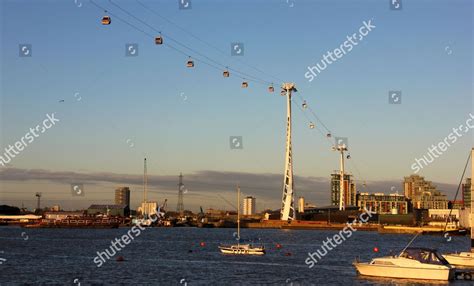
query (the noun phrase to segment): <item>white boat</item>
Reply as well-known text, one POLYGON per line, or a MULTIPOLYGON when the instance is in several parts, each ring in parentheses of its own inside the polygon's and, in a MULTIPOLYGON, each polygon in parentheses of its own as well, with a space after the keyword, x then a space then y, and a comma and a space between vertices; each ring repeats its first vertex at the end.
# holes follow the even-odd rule
POLYGON ((455 268, 429 248, 406 248, 398 256, 354 262, 354 266, 360 275, 372 277, 448 281, 455 275, 455 268))
POLYGON ((234 244, 229 246, 221 245, 219 249, 224 254, 242 254, 242 255, 264 255, 265 247, 255 247, 251 244, 234 244))
POLYGON ((474 267, 474 253, 472 252, 448 253, 444 254, 443 257, 451 265, 474 267))
MULTIPOLYGON (((471 149, 471 198, 474 198, 474 148, 471 149)), ((467 167, 467 164, 466 164, 467 167)), ((472 200, 472 199, 471 199, 472 200)), ((444 258, 452 265, 462 267, 474 267, 474 203, 471 201, 471 252, 448 253, 444 258)))
POLYGON ((223 254, 233 255, 264 255, 265 246, 254 246, 252 244, 240 244, 240 187, 237 186, 237 237, 238 243, 231 245, 219 245, 223 254))

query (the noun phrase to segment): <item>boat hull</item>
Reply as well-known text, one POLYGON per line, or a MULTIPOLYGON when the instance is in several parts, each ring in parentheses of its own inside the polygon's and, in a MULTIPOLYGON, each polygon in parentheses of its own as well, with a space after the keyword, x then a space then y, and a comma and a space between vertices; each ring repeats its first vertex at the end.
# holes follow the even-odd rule
POLYGON ((451 265, 474 267, 474 254, 470 252, 443 254, 443 257, 451 265))
POLYGON ((265 250, 258 248, 258 249, 236 249, 230 247, 219 247, 220 251, 223 254, 236 254, 236 255, 265 255, 265 250))
POLYGON ((418 280, 442 280, 449 281, 454 279, 454 268, 413 268, 388 265, 373 265, 364 262, 354 263, 357 272, 360 275, 372 277, 387 277, 401 279, 418 279, 418 280))

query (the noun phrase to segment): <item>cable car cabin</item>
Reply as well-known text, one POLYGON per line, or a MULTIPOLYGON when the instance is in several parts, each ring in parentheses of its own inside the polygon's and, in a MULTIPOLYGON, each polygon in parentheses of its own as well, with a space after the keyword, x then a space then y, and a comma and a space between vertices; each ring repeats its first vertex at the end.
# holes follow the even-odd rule
POLYGON ((110 25, 110 23, 112 23, 112 20, 110 19, 110 16, 102 17, 102 25, 110 25))
POLYGON ((224 77, 229 77, 230 74, 229 74, 229 71, 224 71, 224 72, 222 73, 222 75, 223 75, 224 77))
POLYGON ((159 36, 155 38, 155 44, 163 45, 163 37, 159 36))
POLYGON ((194 67, 194 61, 193 60, 189 60, 187 63, 186 63, 186 66, 188 68, 193 68, 194 67))
POLYGON ((327 138, 331 138, 331 136, 332 136, 331 133, 326 134, 327 138))
POLYGON ((246 81, 242 82, 242 88, 247 88, 247 87, 249 87, 249 83, 246 81))
POLYGON ((309 128, 314 129, 314 123, 313 122, 309 123, 309 128))
POLYGON ((306 109, 308 107, 308 105, 306 104, 306 100, 303 102, 302 107, 303 109, 306 109))
POLYGON ((268 92, 274 92, 274 91, 275 91, 275 88, 273 86, 268 87, 268 92))

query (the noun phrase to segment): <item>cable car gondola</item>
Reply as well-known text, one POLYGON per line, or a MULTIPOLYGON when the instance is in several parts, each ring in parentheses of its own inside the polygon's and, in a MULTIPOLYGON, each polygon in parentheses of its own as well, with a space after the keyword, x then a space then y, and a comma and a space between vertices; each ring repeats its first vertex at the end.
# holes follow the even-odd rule
POLYGON ((161 35, 155 38, 155 44, 163 45, 163 37, 161 35))
POLYGON ((268 92, 274 92, 275 91, 275 88, 273 87, 273 85, 270 85, 268 87, 268 92))
POLYGON ((331 136, 332 136, 331 133, 326 134, 327 138, 331 138, 331 136))
POLYGON ((242 82, 242 88, 247 88, 247 87, 249 87, 249 83, 246 81, 242 82))
POLYGON ((186 63, 186 66, 188 68, 193 68, 194 67, 194 61, 191 59, 191 57, 189 57, 189 60, 188 62, 186 63))
POLYGON ((308 107, 308 105, 306 104, 306 100, 303 102, 301 106, 303 107, 303 109, 306 109, 308 107))
POLYGON ((110 16, 102 17, 102 25, 110 25, 110 23, 112 23, 112 19, 110 19, 110 16))
POLYGON ((222 73, 222 75, 223 75, 224 77, 229 77, 230 73, 229 73, 228 70, 225 70, 225 71, 222 73))
POLYGON ((314 129, 314 126, 315 126, 315 125, 314 125, 313 122, 310 122, 310 123, 309 123, 309 128, 314 129))

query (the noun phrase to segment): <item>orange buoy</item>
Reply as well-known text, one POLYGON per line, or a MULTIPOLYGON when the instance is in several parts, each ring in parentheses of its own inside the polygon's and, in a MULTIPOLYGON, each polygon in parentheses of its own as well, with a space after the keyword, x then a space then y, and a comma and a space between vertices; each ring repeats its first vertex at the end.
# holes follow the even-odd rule
POLYGON ((123 256, 118 256, 116 260, 117 262, 122 262, 125 261, 125 258, 123 258, 123 256))
POLYGON ((378 248, 378 247, 374 247, 374 252, 379 252, 379 248, 378 248))
POLYGON ((280 249, 282 246, 281 246, 281 244, 277 243, 277 244, 275 245, 275 247, 278 248, 278 249, 280 249))
POLYGON ((206 246, 206 243, 204 241, 201 241, 201 243, 199 243, 199 245, 204 247, 204 246, 206 246))
POLYGON ((291 252, 285 253, 285 256, 291 256, 291 252))

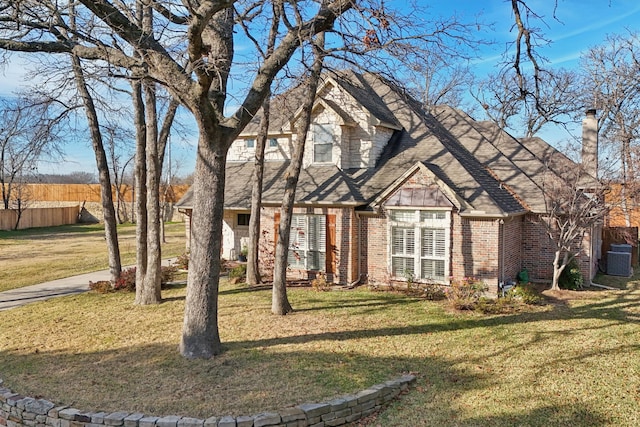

.....

- [Task to complete] Your answer should be a single number: the count of lines in the entries that contain "cable".

- [Task answer] 2